Was die Sichtbarkeit der Capulets und die Unsichtbarkeit der Montagues angeht, denke ich, bleibt Cathomas seiner "Inszenierungsökonomie" treu: Zum Mythos gehören gewiß diese beiden
feindlichen Lager, und um dem Stück Fallhöhe(n) zu geben, ist es zweifelhaft, auf Verkörperungen und politische-psychologische Zuordnungen der beiden Parteien zu verzichten (auch diesen"Beweis" scheint mir die Inszenierung , möglicherweise ungewollt, anzutreten, denn es fehlt teilweise an Spannung an diesem Abend),
die Geschichte, deren Rahmen schon stehen muß, um überhauptnoch "Romeo und Julia" sein zu können, aber wird vor allem durch die Verhochzeitungspolitik der Capulets (fast hätte ich Copulets geschrieben) vorangetrieben: und daher konnte eher auf die Montagues als auf die Capulets verzichtet werden, wenn hier der "Mythos" befragt werden sollte vom Rahmenwerk der Geschichte "Romeo und Julia" her -jedenfalls finde ich ansonsten keine bessere
Erklärung für dieses Vorgehen.
Romeo und Julia, Potsdam: schreibt Shakespeare um!

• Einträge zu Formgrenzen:
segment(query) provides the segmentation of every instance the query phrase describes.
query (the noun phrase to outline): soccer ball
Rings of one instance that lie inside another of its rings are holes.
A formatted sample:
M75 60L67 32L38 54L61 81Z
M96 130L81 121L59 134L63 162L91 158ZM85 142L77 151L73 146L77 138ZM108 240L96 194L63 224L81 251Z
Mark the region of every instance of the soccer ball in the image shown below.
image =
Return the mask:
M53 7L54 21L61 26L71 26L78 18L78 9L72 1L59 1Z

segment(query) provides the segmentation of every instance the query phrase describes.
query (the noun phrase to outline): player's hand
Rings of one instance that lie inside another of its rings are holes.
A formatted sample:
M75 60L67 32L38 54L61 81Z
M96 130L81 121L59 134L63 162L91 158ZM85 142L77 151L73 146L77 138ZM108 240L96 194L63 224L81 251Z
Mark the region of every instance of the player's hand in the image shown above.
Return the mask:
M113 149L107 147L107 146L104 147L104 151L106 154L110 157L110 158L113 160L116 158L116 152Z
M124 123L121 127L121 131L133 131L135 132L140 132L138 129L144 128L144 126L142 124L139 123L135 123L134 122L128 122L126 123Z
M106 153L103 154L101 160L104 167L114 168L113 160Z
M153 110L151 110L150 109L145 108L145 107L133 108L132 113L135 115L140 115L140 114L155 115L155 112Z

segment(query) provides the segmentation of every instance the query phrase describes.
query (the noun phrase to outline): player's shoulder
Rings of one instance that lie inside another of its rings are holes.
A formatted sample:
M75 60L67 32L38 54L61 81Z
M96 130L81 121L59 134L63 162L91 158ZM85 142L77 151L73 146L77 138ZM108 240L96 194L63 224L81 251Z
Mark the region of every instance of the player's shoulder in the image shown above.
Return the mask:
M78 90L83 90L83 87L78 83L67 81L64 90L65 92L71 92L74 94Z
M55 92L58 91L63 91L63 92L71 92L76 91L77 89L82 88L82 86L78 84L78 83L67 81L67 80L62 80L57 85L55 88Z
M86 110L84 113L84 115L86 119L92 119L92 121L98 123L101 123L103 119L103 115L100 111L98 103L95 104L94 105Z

• Aufgaben:
a) Prüfe, ob die folgenden Aussagen mit dem Ausgangstext übereinstimmen, und belege jede Antwort mit „ja“ oder „nein“ und dem wörtlichen Zitat, das den Ausschlag gibt: (i) Die Geschichte wird vor allem durch die Verhochzeitungspolitik der Capulets vorangetrieben. (ii) Die Inszenierung ist an diesem Abend durchgehend spannend. (iii) In der Inszenierung sind die Montagues sichtbar und die Capulets unsichtbar.
b) Führe den Ausgangstext über die Potsdamer Inszenierung von „Romeo und Julia“ im Anschluss an seinen letzten Satz weiter.

• Lösungen:
a)
(i) Ja: „wird vor allem durch die Verhochzeitungspolitik der Capulets (fast hätte ich Copulets geschrieben) vorangetrieben“
(ii) Nein: „denn es fehlt teilweise an Spannung an diesem Abend“
(iii) Nein: „die Sichtbarkeit der Capulets und die Unsichtbarkeit der Montagues“

b)
@ Eric Ender
Da habe ich mich wohl etwas zu weit aus dem Fenster gelehnt. Es gibt also doch noch Menschen, die den Schluss von Romeo und Julia nicht kennen. Wenigstens der sollte ja nun wirklich bekannt sein, aber wenn die Leute immer vorher gehen müssen, da kann man halt nichts machen. Es sieht also nicht gut aus, mit dem Volk der ersten Strophe, wenn die Älteren schon bei Shakespeare kapitulieren und Scharen von Schülern immer wieder in die Theater geschickt werden und dort das Stück nicht mehr wieder zu erkennen glauben, oder es gar nicht erst gelesen haben. Ein Plädoyer für den Grundkurs „Dramatisches Gestalten“. Macht eure eigene Theaterinszenierung. Ich habe mir da schon so einiges ansehen können und bin eigentlich immer wieder begeistert, was dabei herauskommt.
Das mit dem Telefon ist übrigens ein guter Hinweis, es ist schon schwer vermittelbar, warum „Romeo und Julia“ auch im Zeitalter der Technik nicht gut ausgehen kann, haben sie ihre Telefonnummern nicht ausgestaucht, war der Akku alle. Mercutio spielt ja in Cathomas Inszenierung auch mal mit einem imaginären Handy rum. Und doch müssen beide sterben, da der Bote wegen der Pest keine Lust zum Reisen hatte. Eine Verquickung von heute doch wohl vermeidbaren Umständen. Also ran Jungdramatiker, schreibt Shakespeare um, ich will endlich ein Happy End.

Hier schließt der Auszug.